- Text -

The mind, which has not attained to the state jnana, is ever in an unsteady condition and in that sense regarded as constituting a false state, vis., that of aham. The Mahabharata throws light on the above mentioned distinctions as affecting human life by the following metaphorical description:

"Frightful is the current of life which, flowing in diverse directions, bears the world onward in its course. The five senses are its crocodiles; the manas and its purposes are its shores; temptation and stupefaction are the grass and straw that float on its bosom; lust and wealth are the fierce reptiles that live in it ; truth forms the tirtha by its miry banks ; falsehood forms its surges, and anger its mire. Taking its rise from the unmanifest, rapid is its current incapable of being crossed by persons of uncleaned souls. Do thou with the aid jnana cross that river which harbours alligators in the shape of the passions.”

The Bhagavad Gita impresses the same truths in similar metaphorical but more philosophical language.

It says "He is learned in the Vedas who knows that tree, the root of which is above [in the higher sphere], and the branches below [in the lower sphere] and which must be known as the indestructible."

- Tasks and exercises -
1. In the passage on jnana, what does the Mahabharata say forms the surges of the current of life?
2. Continue the passage on jnana, starting after its final sentence.
The records come from a separate source, unrelated to the passage.

- Data supplied -
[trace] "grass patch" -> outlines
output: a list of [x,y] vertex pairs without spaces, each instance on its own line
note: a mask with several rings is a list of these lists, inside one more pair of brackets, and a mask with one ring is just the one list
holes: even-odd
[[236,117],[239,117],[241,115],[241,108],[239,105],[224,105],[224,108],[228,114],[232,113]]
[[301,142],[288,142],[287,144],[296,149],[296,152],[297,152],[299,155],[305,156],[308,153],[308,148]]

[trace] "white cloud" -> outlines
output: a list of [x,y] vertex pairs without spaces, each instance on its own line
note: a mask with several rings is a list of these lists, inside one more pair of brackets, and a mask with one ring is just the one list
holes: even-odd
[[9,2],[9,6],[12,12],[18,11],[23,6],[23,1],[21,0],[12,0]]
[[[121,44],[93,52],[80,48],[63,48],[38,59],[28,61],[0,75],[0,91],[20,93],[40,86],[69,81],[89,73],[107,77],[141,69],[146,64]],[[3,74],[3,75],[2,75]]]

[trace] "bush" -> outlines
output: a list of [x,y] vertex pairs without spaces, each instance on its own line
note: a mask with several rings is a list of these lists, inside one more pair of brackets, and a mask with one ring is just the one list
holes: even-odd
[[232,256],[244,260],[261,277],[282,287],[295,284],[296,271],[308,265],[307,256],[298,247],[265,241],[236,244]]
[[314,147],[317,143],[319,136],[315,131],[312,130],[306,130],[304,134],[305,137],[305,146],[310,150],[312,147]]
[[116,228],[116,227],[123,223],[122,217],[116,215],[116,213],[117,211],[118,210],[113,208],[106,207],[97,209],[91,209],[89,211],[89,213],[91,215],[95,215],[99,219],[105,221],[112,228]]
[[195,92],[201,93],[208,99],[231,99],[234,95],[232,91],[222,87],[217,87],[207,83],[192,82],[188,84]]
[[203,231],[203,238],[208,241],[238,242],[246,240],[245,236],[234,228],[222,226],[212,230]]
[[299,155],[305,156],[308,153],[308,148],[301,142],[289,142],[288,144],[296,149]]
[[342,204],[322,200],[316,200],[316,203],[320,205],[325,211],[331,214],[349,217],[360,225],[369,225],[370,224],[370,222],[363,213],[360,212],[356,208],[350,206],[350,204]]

- Responses by task -
1. Falsehood forms its surges.

2.
“The branches of which spread both above and below, cherished by the gunas which tend to objects of desire."

“The branches throw down roots [as those of an asivatka tree] all around in this mortal world drawn by the attraction of karma [selfful course of life, the result of which is to bind man to the consequences of his acts]."

The entire shape of this tree cannot be known, neither its beginning, nor end, nor the way in which it exists. One should cut off the firmly fixed lower roots of this tree by means of the process called dsanga, i.e., securing freedom from attachment, and thus one should seek the feet of that Being who is the beginning and end of all existence.''

The following from Mahabharata contains another similar metaphorical description of the phenomenon of the life of man.

There is a wonderful tree, called kama [selfful motive of life] in the heart of man. It is born of the seed called spiritual confusion. Wrath and pride constitute its large trunk. Constant selfish longing for action is the basin around its foot for holding the water that nourishes it. Ajnana [want of the perception of a universal spiritual order] is the root of that tree, and mistaken hankering after external objects is the water that sustains it.

Envy constitutes its leaves. The evil acts of past times supply it with vigour. Loss of equanimity and anxiety are its twigs. Grief forms its large branches, and fear is its sprout. Longings after diverse objects that are apparently agreeable, form the creepers that twine round it on every side. The man, who is the slave of desires bound in chains of iron sitting around that fruit-yielding-tree, pays his homage to it in expectation of obtaining its fruit. "But he, who unfastening those chains cuts down that tree and seeks to cast off both pleasure and sorrow attending it, succeeds in attaining to the end of both.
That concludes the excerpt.